--- BEGIN INFORMATION GIVEN ---

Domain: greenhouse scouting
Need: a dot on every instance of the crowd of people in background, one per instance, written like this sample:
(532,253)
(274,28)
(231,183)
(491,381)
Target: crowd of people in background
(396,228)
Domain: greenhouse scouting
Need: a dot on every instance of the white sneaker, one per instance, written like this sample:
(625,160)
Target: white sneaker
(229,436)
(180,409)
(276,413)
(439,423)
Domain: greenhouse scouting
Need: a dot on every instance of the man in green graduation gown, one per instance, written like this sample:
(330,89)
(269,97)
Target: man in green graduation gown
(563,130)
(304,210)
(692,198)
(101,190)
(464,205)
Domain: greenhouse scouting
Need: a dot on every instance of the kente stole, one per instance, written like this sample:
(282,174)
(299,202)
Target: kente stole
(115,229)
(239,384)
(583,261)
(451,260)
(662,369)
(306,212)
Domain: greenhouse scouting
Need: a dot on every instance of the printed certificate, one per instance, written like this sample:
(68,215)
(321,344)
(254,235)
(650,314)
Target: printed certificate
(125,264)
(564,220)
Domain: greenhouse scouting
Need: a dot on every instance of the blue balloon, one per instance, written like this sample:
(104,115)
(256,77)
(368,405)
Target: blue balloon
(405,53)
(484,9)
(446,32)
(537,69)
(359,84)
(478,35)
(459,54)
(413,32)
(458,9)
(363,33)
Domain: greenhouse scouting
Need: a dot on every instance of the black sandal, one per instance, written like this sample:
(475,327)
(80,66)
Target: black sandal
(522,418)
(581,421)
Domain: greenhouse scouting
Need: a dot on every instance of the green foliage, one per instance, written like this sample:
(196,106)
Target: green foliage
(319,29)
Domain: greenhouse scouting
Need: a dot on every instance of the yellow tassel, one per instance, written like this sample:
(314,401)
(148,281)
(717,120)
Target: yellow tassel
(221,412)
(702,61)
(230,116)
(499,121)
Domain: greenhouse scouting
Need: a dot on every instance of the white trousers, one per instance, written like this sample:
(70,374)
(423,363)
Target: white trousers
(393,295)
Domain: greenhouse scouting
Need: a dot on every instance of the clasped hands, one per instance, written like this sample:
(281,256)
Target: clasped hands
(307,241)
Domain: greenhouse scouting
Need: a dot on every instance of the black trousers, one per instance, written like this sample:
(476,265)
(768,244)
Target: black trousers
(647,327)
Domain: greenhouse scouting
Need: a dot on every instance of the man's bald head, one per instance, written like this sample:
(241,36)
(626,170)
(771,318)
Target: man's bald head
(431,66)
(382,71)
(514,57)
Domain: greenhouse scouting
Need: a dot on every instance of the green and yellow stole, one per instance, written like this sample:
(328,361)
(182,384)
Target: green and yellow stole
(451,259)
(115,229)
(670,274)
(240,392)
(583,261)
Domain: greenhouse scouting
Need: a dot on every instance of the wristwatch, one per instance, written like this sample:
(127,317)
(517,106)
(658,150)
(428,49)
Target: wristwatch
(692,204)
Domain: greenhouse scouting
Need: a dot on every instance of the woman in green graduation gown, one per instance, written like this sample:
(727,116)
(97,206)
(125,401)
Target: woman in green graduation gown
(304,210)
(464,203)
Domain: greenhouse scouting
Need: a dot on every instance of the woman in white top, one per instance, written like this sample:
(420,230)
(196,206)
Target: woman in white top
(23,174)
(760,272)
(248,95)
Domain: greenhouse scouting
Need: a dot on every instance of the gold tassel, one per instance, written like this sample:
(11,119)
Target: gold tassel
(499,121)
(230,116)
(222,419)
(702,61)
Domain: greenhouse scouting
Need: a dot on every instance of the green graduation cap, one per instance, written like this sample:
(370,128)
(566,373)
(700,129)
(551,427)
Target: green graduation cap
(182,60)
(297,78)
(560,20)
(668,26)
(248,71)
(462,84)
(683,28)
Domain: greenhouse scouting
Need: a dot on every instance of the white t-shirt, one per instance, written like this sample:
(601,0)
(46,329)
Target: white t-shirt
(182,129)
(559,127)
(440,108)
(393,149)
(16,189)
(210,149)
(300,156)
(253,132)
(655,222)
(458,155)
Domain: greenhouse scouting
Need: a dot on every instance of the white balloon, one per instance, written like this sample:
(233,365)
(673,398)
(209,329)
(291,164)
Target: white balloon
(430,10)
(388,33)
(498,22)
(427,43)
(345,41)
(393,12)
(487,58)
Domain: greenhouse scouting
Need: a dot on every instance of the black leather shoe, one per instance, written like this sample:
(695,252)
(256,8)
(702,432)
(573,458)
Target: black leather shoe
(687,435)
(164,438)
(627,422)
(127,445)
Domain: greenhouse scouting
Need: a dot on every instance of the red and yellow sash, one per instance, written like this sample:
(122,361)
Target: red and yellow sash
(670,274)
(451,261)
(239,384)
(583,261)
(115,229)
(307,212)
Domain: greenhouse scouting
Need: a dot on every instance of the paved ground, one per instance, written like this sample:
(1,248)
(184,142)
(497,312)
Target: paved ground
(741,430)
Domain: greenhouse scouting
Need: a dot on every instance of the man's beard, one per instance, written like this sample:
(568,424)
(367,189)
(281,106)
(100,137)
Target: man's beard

--- END INFORMATION GIVEN ---

## PROBLEM TO SOLVE
From the records above, extract every entry exactly as given.

## THE REPLY
Domain: greenhouse scouting
Need: a dot on every instance of the crowd of people in background, one per instance, written like this sample:
(532,253)
(274,28)
(231,183)
(491,381)
Target: crowd of people in background
(396,228)
Domain: greenhouse scouting
Need: a dot on every instance of the white sneaker, one per instance, written like this sample:
(625,160)
Target: white sneaker
(229,436)
(180,409)
(276,413)
(439,423)
Domain: greenhouse scouting
Need: a dot on every instance of the man in green graduation gown, one per instance, written like this sample:
(330,89)
(269,97)
Target: man in green graduation gown
(563,130)
(304,210)
(692,198)
(101,190)
(464,205)
Domain: greenhouse scouting
Need: a dot on every instance of the kente stole, one per instance, written like this sample:
(282,174)
(299,202)
Target: kente stole
(115,229)
(239,384)
(583,261)
(451,260)
(662,369)
(306,212)
Domain: greenhouse scouting
Need: a dot on every instance of the printed certificate, one per instance, written like this sample:
(68,215)
(321,344)
(254,235)
(650,314)
Target: printed certificate
(125,264)
(564,220)
Domain: greenhouse scouting
Need: a dot on every instance of the blue balloon, one per instance, written like this sample:
(104,115)
(256,77)
(368,405)
Target: blue balloon
(405,53)
(484,9)
(446,32)
(537,69)
(359,84)
(478,35)
(459,54)
(413,32)
(458,9)
(363,33)
Domain: greenhouse scouting
Need: a dot on every instance of the black sandal, one per instance, written like this sample:
(475,327)
(80,66)
Target: black sandal
(522,418)
(581,421)
Domain: greenhouse scouting
Need: a dot on every instance of the green foliage, one per instance, written like this sample:
(196,106)
Target: green foliage
(319,29)
Domain: greenhouse scouting
Need: a dot on every instance of the yellow tassel, one per instance, written like this sample:
(314,401)
(148,281)
(717,120)
Target: yellow tassel
(221,412)
(702,61)
(230,116)
(499,121)
Domain: greenhouse scouting
Need: a dot on every instance of the white trousers, one per instance, written like this sample:
(70,374)
(423,363)
Target: white trousers
(393,295)
Domain: greenhouse scouting
Need: a dot on every instance of the clasped hands, one per instance, written like this sample:
(281,256)
Target: clasped hands
(307,241)
Domain: greenhouse scouting
Need: a dot on every instance of the black trousers, one per instance, written like this sample:
(476,265)
(768,244)
Target: black trousers
(647,327)
Domain: greenhouse scouting
Need: a dot on every instance of the man's bald head, one per instance, written like this sample:
(241,36)
(626,170)
(771,318)
Target: man's bald head
(431,66)
(382,71)
(514,57)
Domain: greenhouse scouting
Need: a dot on every instance of the green and yellow stole, one per instance, written like this sample:
(328,361)
(182,384)
Target: green and yellow stole
(451,259)
(115,229)
(670,274)
(240,392)
(583,261)
Domain: greenhouse scouting
Need: a dot on every instance of the wristwatch, one per instance, written like this sample:
(127,317)
(517,106)
(658,150)
(428,49)
Target: wristwatch
(692,204)
Domain: greenhouse scouting
Need: a dot on every instance of the woman in green graduation gown, one per instance, written like this sample:
(727,116)
(97,206)
(125,401)
Target: woman in green graduation gown
(304,210)
(464,203)
Domain: greenhouse scouting
Need: a dot on every instance of the woman in white top, one per instance, written like this sample:
(420,230)
(196,206)
Target: woman in white top
(23,174)
(760,272)
(248,95)
Domain: greenhouse scouting
Need: a dot on every instance of the gold tassel, one per instance, written like this sample:
(11,119)
Target: gold tassel
(499,121)
(230,116)
(222,419)
(702,61)
Domain: greenhouse scouting
Need: a dot on every instance of the green graduation cap, one per instance, written like this sample:
(370,128)
(566,373)
(700,129)
(551,427)
Target: green graduation cap
(182,60)
(297,78)
(560,20)
(668,26)
(248,71)
(462,84)
(683,28)
Domain: greenhouse scouting
Need: a dot on every instance of the white t-shirt, one per instance, written like this sample:
(601,0)
(46,329)
Target: white t-shirt
(182,129)
(559,127)
(440,108)
(393,149)
(16,189)
(210,149)
(300,156)
(253,132)
(655,222)
(458,155)
Domain: greenhouse scouting
Need: a dot on every instance of the white balloon, one per instance, written like this sample:
(233,365)
(673,398)
(209,329)
(291,164)
Target: white balloon
(430,10)
(388,33)
(498,22)
(427,43)
(345,41)
(393,12)
(487,58)
Domain: greenhouse scouting
Need: a dot on every instance of the black leather shoe, one per instance, written like this sample:
(695,252)
(256,8)
(702,432)
(573,458)
Target: black leather shoe
(687,435)
(164,438)
(627,422)
(127,445)
Domain: greenhouse scouting
Need: a dot on every instance of the red and yellow sash, one per instance, written like this sample:
(122,361)
Target: red and yellow sash
(670,274)
(451,261)
(239,384)
(583,261)
(115,229)
(307,212)
Domain: greenhouse scouting
Need: a dot on every instance of the paved ground, one per instance, written like this sample:
(1,248)
(184,142)
(497,312)
Target: paved ground
(741,430)
Domain: greenhouse scouting
Need: a dot on every instance of the man's beard, one per instance, written like this sample:
(568,424)
(367,189)
(281,106)
(100,137)
Target: man's beard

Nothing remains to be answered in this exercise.